— Aim of the task —
Reproduce the stretch from the line containing "Place one point on every instance of the distant house" through the end of the records, requests included, scaling every point coordinate in the answers by 0.25 and rounding to whole numbers, with halves rounding up. Leave the numbers in the requests and their sample forms unchanged.

— Entries supplied —
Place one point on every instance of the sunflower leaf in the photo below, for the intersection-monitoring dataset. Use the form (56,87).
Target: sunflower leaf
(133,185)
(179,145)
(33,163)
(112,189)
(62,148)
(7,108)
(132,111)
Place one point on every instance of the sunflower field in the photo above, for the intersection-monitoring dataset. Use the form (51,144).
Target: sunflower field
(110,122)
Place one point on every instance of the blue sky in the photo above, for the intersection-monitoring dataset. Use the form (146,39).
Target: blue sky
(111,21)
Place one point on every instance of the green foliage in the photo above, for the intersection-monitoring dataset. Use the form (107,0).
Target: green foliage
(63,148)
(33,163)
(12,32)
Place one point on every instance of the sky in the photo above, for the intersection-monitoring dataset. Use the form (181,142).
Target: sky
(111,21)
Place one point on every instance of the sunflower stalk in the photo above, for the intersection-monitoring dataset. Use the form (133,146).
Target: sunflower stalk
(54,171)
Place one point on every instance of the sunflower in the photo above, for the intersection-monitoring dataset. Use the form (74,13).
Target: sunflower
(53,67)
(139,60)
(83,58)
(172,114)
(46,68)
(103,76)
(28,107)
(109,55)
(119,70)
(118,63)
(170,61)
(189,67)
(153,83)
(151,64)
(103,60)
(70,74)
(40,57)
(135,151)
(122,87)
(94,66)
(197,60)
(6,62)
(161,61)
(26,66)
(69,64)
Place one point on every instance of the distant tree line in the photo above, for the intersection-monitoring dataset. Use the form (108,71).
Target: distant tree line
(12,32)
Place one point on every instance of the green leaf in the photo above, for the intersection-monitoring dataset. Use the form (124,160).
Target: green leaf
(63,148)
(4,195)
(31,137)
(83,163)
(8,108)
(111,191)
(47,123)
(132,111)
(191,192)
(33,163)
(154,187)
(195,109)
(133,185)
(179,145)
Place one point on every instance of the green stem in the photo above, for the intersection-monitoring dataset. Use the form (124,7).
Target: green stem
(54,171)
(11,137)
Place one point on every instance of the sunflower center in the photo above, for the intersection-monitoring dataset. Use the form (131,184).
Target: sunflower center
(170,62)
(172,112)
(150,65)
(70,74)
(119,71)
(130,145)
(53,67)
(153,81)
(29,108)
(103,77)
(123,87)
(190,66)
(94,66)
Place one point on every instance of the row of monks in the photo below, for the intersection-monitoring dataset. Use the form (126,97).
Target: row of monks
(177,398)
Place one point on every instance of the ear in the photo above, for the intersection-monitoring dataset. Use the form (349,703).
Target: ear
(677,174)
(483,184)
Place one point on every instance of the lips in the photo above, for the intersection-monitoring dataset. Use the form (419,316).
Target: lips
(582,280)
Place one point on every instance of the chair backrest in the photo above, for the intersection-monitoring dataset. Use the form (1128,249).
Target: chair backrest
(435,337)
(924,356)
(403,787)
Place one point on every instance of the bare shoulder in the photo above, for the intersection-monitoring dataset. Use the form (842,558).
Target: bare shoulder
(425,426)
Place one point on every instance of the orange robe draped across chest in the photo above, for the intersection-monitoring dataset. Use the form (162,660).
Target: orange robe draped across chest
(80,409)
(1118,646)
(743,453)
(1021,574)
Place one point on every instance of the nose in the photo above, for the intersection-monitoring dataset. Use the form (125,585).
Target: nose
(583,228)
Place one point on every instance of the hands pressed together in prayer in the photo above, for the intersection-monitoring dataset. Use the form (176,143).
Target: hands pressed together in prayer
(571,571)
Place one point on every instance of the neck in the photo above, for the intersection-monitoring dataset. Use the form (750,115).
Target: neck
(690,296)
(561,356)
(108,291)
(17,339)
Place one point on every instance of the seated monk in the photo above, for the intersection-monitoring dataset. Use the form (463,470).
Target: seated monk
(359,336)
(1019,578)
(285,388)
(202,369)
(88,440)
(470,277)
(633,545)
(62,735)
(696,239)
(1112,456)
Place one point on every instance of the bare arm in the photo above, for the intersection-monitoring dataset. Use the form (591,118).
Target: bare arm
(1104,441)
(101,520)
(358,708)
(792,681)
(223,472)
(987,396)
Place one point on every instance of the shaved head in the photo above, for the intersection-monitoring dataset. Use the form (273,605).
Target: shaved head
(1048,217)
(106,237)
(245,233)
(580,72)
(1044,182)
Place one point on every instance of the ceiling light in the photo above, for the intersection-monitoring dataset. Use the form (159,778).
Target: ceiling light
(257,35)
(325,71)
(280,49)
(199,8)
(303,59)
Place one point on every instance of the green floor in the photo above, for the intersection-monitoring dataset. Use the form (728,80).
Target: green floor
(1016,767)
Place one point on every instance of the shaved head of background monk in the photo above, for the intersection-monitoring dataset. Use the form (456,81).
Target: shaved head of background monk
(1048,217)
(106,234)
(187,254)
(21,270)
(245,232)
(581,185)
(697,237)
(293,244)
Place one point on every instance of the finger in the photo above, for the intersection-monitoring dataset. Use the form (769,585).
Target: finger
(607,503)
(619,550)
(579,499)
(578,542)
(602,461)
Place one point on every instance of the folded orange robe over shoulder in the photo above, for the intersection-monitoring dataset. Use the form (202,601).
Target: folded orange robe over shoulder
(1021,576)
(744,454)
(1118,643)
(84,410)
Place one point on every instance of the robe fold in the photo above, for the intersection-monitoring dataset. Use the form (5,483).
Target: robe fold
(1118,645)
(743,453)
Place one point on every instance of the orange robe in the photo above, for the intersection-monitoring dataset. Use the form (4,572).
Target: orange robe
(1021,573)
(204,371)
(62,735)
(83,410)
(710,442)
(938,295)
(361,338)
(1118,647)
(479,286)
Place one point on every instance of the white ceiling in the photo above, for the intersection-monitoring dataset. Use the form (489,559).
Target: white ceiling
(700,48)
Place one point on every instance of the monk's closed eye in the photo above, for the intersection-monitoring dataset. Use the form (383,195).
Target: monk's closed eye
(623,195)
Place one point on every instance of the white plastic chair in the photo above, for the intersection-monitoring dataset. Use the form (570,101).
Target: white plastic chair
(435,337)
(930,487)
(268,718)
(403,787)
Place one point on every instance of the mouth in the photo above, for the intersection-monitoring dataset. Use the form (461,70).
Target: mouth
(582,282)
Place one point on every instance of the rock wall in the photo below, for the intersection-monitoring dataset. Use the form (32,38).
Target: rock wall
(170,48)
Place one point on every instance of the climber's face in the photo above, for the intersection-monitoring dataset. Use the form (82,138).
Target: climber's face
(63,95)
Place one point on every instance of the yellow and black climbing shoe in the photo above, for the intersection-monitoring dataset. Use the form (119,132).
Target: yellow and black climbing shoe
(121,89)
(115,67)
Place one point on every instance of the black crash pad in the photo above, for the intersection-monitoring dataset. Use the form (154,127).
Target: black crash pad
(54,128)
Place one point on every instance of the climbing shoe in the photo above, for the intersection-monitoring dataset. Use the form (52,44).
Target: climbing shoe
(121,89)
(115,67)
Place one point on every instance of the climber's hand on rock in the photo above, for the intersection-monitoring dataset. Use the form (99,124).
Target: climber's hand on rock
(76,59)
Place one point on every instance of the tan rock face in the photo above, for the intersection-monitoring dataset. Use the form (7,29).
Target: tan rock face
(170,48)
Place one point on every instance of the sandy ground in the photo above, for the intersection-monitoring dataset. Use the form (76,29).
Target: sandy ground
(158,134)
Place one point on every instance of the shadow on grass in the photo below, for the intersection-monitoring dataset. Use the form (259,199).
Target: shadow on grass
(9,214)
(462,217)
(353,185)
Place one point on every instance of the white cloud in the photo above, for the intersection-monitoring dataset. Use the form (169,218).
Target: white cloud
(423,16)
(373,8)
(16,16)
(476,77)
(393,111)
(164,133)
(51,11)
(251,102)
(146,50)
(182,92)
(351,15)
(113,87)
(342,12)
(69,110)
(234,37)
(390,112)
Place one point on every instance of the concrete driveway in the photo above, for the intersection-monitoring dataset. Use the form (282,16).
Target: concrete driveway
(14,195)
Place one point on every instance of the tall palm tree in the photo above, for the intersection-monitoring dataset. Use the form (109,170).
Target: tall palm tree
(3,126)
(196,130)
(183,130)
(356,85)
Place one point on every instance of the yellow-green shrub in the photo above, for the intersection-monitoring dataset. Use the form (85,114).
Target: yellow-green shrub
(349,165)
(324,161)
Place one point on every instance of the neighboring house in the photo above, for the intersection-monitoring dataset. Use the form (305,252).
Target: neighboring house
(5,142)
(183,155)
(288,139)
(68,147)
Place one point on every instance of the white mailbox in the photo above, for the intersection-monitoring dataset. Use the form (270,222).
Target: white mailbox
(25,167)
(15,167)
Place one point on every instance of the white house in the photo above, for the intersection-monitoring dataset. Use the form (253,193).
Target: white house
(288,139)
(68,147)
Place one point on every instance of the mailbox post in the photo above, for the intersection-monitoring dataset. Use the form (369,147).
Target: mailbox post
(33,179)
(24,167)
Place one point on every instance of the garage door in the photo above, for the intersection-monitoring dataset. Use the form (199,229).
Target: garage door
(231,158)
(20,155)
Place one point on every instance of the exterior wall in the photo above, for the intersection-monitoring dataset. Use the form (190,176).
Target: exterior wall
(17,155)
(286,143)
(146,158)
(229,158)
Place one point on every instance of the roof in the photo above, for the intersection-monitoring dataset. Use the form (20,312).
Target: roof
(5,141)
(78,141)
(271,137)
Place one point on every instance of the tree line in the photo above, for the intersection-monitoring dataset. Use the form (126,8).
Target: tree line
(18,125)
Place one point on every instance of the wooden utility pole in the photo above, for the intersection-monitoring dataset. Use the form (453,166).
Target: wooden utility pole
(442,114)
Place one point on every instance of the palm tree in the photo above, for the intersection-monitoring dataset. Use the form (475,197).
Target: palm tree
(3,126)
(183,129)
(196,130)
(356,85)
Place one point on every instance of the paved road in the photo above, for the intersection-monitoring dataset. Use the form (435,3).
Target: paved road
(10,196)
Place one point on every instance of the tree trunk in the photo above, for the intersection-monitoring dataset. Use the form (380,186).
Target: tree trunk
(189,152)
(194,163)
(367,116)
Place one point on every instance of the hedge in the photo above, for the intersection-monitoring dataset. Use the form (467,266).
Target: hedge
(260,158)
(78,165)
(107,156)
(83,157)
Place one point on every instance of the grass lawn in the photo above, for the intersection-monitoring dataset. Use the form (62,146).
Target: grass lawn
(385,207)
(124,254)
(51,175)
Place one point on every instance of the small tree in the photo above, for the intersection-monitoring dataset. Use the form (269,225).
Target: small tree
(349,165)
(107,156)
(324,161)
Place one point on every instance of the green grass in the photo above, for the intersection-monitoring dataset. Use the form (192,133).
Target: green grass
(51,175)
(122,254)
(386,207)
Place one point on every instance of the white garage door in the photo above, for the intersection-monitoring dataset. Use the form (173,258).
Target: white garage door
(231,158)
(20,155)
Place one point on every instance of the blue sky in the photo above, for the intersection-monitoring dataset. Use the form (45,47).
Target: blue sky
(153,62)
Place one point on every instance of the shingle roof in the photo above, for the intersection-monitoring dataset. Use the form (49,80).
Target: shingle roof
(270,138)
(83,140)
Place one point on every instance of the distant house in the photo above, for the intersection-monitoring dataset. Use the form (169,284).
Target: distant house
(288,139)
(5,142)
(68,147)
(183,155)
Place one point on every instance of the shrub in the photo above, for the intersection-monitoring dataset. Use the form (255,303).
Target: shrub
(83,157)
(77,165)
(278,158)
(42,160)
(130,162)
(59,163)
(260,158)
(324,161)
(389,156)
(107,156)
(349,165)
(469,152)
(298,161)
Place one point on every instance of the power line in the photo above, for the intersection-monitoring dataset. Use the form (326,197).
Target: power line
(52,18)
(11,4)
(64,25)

— Output of the task —
Place one point on every instance of the distant house in the photo above, for the intersection-monitoring dataset. Use the form (169,284).
Target: distant house
(72,35)
(1,36)
(17,37)
(46,39)
Place one point on every instance of the shrub in the photo above, for the intersection-monitoring dataset. Use the form (255,303).
Target: shrub
(21,39)
(19,41)
(70,40)
(11,40)
(33,41)
(15,41)
(65,40)
(81,40)
(97,39)
(27,39)
(87,41)
(117,38)
(75,40)
Place one point on every instance of the power line in the photo above, for the intersection-monitoring dataset. Use the form (326,197).
Target: power line
(13,5)
(3,1)
(16,6)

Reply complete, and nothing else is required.